«La civilización industrial es excrementicia». En otras palabras, la civilización moderna es una mierda.
Lo de excrementicia se lo debemos a Moravia (1967) quien utiliza ese concepto para describir la situación de una sociedad que ha transformado el consumo, o sea el excremento, en su doctrina existencial y ha terminado, como dice Cortina, convirtiendo el consumo en la esencia humana del siglo XXI.
Si tuviéramos que premiar el desarrollo evolutivo del hombre y su tendencia a la “peoría”, la medalla de bronce le correspondería al Homo faber, la de plata al Homo ludens, la de oro al Homo sapiens y la de plástico al Homo consumens; es decir, al consumidor, cuya función no se reduce al consumo de cosas, sino también al de cultura e ideología.
El consumidor pertenece a la familia de los anélidos. Tiene cabeza, intestino y ano, cuya importancia no radica en su cabeza o en su cola, ni responde a categorías geográficas de norte o sur, sino en su capacidad y posibilidad de consumo.
Ese individuo, según Moravia, es un gusano básico, una lombriz que se alimenta de basura, cuyas funciones se reducen a ingerir, digerir y defecar. «La cantidad de excremento expulsado por el consumidor es, efectivamente, la mejor prueba de que el consumidor ha consumido».
Lo que para las ciudades modernas es la producción y el consumo, lo es para las casas modernas la cocina y el retrete. Las ciudades consumen lo que las fabricas producen y no muy lejos, de preferencia en la periferia, «descargan las inmundicias, los detritos, los escombros». Compartimos el mismo proceso: comprar, utilizar y desechar.

→ ENUNCIADO DEL EJERCICIO A: Devuelve sin ningún cambio las líneas de los registros que empiezan con la línea que contiene "Could you please outline every instance of the metal bracket" y siguen hasta la línea que contiene "Please outline every instance of the metal bracket on bench.", ambas incluidas.

→ Elementos de datos:
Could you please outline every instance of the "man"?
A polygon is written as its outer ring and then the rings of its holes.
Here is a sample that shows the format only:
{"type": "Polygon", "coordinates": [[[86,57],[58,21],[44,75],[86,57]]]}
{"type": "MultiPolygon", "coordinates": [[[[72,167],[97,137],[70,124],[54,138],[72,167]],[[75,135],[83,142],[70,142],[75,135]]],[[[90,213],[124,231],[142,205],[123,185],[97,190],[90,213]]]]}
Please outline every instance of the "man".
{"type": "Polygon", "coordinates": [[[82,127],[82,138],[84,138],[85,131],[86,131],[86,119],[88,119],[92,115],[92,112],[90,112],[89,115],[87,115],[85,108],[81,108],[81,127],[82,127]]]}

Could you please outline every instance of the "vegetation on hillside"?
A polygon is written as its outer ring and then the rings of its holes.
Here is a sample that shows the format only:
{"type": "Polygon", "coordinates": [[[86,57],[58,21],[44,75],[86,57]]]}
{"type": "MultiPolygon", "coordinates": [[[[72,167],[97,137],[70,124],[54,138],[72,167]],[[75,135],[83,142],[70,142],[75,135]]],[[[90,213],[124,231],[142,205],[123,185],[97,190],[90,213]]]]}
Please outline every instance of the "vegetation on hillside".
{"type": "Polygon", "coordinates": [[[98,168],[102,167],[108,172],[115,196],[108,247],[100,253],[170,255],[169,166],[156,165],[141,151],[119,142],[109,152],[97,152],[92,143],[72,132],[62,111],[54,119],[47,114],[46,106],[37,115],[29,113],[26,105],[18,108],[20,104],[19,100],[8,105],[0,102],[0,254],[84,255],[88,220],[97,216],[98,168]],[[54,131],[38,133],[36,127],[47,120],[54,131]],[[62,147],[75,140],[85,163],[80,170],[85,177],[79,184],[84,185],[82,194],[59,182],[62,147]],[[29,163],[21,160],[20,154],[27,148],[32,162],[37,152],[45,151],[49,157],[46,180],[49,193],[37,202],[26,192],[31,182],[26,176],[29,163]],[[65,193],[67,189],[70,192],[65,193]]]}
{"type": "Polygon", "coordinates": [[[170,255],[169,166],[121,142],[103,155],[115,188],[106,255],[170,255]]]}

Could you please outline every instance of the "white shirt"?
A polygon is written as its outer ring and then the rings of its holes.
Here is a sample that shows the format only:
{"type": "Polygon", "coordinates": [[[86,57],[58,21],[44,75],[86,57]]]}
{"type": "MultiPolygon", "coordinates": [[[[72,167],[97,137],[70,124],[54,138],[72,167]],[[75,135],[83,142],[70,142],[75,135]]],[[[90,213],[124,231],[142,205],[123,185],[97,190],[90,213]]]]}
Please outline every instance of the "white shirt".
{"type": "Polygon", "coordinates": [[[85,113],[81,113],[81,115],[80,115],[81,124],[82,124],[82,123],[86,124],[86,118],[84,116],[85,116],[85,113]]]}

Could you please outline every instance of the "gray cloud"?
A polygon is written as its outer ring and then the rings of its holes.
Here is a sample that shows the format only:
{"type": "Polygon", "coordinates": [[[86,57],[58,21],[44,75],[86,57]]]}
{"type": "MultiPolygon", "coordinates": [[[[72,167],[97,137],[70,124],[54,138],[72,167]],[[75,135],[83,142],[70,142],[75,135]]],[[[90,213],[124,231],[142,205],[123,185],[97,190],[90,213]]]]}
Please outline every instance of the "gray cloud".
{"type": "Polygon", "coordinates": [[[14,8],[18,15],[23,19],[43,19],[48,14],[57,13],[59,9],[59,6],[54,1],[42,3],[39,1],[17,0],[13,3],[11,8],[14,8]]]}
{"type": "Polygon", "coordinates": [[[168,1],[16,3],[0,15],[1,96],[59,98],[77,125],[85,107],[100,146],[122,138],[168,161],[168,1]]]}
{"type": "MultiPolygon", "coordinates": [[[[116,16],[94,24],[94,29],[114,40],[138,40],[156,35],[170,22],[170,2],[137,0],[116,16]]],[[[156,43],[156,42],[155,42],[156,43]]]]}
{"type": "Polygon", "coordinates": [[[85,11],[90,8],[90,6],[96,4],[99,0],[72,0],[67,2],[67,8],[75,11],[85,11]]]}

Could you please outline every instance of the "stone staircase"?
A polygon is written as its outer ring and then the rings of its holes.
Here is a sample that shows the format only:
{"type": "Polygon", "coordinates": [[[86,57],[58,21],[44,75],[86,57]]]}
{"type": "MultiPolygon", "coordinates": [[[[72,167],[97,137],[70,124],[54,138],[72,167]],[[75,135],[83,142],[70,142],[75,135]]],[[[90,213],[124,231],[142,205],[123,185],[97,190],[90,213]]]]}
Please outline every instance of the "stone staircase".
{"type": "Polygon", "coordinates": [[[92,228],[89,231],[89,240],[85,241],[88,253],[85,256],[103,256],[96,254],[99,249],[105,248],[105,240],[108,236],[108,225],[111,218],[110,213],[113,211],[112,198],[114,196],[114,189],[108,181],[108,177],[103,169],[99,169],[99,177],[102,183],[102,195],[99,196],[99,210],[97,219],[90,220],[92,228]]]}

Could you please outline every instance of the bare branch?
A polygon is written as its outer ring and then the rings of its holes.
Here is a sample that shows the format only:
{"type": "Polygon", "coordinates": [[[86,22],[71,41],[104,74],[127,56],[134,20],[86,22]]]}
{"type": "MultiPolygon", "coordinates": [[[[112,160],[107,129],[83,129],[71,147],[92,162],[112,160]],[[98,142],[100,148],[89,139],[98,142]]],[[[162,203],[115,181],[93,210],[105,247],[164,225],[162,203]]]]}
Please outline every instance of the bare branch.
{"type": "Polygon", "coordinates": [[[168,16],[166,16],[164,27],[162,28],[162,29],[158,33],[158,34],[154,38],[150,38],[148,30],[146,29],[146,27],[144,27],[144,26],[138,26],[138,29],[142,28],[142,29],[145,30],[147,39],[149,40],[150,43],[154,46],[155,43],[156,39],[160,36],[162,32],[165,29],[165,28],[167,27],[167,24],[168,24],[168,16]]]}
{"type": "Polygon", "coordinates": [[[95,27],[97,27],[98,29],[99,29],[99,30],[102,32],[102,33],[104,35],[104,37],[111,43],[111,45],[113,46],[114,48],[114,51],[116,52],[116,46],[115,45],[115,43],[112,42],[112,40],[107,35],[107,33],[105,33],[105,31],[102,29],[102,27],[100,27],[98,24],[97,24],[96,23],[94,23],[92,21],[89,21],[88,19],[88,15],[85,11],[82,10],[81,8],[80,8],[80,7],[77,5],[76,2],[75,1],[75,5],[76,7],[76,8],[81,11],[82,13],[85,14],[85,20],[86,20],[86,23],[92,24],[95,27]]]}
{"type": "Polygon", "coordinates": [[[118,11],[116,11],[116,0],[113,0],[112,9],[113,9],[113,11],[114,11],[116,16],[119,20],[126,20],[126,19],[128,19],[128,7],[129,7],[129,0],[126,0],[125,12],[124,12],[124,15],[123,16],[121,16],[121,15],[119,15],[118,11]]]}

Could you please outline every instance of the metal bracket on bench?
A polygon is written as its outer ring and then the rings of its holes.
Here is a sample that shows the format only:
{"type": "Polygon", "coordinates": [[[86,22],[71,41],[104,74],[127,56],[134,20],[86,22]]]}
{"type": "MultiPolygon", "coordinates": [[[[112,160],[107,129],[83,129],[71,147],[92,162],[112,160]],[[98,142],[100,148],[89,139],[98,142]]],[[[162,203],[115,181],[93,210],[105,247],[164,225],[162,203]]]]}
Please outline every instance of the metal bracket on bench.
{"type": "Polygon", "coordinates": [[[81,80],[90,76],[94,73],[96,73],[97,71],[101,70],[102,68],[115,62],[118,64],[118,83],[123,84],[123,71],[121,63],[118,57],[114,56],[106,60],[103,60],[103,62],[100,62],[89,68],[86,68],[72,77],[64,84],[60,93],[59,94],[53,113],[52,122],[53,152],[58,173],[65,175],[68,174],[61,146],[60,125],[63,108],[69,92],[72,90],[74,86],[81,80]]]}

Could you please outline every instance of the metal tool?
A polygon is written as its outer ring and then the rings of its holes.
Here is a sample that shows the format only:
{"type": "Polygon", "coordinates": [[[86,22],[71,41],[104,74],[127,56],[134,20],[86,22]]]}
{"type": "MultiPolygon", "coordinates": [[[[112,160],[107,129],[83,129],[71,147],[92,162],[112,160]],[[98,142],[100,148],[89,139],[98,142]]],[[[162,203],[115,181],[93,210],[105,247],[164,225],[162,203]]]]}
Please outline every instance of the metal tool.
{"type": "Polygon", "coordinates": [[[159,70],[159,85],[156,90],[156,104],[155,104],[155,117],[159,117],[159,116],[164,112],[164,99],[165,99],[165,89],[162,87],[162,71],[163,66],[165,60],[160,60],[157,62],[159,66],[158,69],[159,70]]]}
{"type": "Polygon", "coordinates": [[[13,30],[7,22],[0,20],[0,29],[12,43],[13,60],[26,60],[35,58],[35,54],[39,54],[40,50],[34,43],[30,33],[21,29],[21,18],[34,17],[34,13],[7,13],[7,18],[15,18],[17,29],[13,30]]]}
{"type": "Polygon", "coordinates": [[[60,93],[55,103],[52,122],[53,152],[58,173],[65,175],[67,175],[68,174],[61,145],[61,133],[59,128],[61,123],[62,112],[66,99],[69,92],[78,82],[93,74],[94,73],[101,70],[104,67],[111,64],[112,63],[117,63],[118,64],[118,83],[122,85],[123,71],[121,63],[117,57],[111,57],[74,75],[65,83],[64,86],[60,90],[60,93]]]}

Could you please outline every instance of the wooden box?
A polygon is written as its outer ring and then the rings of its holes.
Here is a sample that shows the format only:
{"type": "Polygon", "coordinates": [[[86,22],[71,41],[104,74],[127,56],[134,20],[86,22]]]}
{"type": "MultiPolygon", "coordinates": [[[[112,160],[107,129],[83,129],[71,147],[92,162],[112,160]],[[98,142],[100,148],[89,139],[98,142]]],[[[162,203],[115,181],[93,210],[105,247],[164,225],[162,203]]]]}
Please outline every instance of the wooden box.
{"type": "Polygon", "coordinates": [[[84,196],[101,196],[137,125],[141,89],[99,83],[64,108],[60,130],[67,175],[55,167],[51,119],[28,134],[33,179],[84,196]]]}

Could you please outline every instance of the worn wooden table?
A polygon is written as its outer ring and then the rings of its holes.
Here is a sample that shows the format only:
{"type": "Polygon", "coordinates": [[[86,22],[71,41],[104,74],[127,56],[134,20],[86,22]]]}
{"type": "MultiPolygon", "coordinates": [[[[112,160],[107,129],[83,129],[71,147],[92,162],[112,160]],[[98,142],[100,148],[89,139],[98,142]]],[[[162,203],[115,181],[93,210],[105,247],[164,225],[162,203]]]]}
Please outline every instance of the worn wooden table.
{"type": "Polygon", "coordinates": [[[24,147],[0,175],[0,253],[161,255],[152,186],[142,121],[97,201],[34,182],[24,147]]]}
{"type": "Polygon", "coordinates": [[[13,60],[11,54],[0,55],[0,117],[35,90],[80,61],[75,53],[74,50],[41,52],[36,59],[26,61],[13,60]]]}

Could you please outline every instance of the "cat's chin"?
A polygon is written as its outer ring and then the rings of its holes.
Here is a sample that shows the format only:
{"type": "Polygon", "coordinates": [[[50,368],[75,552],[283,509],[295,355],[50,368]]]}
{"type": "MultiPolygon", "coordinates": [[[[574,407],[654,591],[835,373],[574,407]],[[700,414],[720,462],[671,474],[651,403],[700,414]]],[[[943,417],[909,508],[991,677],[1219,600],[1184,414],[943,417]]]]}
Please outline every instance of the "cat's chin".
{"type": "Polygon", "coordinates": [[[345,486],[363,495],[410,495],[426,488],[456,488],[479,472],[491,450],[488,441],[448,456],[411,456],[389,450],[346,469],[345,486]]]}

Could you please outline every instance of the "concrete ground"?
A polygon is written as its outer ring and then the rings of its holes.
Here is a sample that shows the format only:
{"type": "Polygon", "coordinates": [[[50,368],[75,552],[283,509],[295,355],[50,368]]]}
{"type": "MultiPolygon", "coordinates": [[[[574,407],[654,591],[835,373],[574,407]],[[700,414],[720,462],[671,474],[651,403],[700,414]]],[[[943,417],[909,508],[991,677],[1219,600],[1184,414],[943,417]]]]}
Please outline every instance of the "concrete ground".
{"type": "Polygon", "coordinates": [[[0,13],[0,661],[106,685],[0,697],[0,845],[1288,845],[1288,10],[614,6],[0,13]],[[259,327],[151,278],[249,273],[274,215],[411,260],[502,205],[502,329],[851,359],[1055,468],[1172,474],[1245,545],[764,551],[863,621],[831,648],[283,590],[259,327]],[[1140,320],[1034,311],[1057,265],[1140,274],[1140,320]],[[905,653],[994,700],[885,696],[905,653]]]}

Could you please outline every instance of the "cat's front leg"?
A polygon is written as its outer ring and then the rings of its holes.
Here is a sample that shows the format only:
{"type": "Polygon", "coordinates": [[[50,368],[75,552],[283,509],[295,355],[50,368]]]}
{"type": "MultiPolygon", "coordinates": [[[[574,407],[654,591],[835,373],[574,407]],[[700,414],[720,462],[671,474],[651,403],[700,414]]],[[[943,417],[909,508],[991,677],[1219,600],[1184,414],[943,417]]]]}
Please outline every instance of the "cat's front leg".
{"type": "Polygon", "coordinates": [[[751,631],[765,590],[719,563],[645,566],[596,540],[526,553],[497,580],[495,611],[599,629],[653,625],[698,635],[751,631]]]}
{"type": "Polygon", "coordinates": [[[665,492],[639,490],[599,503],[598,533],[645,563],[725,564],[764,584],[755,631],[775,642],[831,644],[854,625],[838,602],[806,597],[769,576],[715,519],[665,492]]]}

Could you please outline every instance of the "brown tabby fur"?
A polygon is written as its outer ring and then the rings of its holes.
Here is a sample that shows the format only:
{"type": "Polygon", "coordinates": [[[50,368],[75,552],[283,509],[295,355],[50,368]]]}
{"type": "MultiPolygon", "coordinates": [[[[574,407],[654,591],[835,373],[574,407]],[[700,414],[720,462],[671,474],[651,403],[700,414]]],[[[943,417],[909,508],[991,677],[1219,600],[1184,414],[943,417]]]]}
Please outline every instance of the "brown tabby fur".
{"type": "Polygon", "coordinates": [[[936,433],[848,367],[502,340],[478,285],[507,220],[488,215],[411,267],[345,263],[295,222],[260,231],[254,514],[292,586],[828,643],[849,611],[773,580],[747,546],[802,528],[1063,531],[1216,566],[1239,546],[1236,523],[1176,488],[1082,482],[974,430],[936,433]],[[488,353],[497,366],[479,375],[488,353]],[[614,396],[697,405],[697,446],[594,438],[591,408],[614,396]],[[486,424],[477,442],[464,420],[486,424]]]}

→ ENUNCIADO DEL EJERCICIO B: Transcribe de nuevo, sin alterar nada, el pasaje del fragmento de página sobre la sociedad de consumo que empieza con "Si tuviéramos que" y sigue hasta "posibilidad de consumo.".

→ RESPUESTA CORRECTA A:
Could you please outline every instance of the metal bracket on bench?
A polygon is written as its outer ring and then the rings of its holes.
Here is a sample that shows the format only:
{"type": "Polygon", "coordinates": [[[86,22],[71,41],[104,74],[127,56],[134,20],[86,22]]]}
{"type": "MultiPolygon", "coordinates": [[[[112,160],[107,129],[83,129],[71,147],[92,162],[112,160]],[[98,142],[100,148],[89,139],[98,142]]],[[[162,203],[115,181],[93,210],[105,247],[164,225],[162,203]]]]}
Please outline every instance of the metal bracket on bench.

→ RESPUESTA CORRECTA B:
Si tuviéramos que premiar el desarrollo evolutivo del hombre y su tendencia a la “peoría”, la medalla de bronce le correspondería al Homo faber, la de plata al Homo ludens, la de oro al Homo sapiens y la de plástico al Homo consumens; es decir, al consumidor, cuya función no se reduce al consumo de cosas, sino también al de cultura e ideología.
El consumidor pertenece a la familia de los anélidos. Tiene cabeza, intestino y ano, cuya importancia no radica en su cabeza o en su cola, ni responde a categorías geográficas de norte o sur, sino en su capacidad y posibilidad de consumo.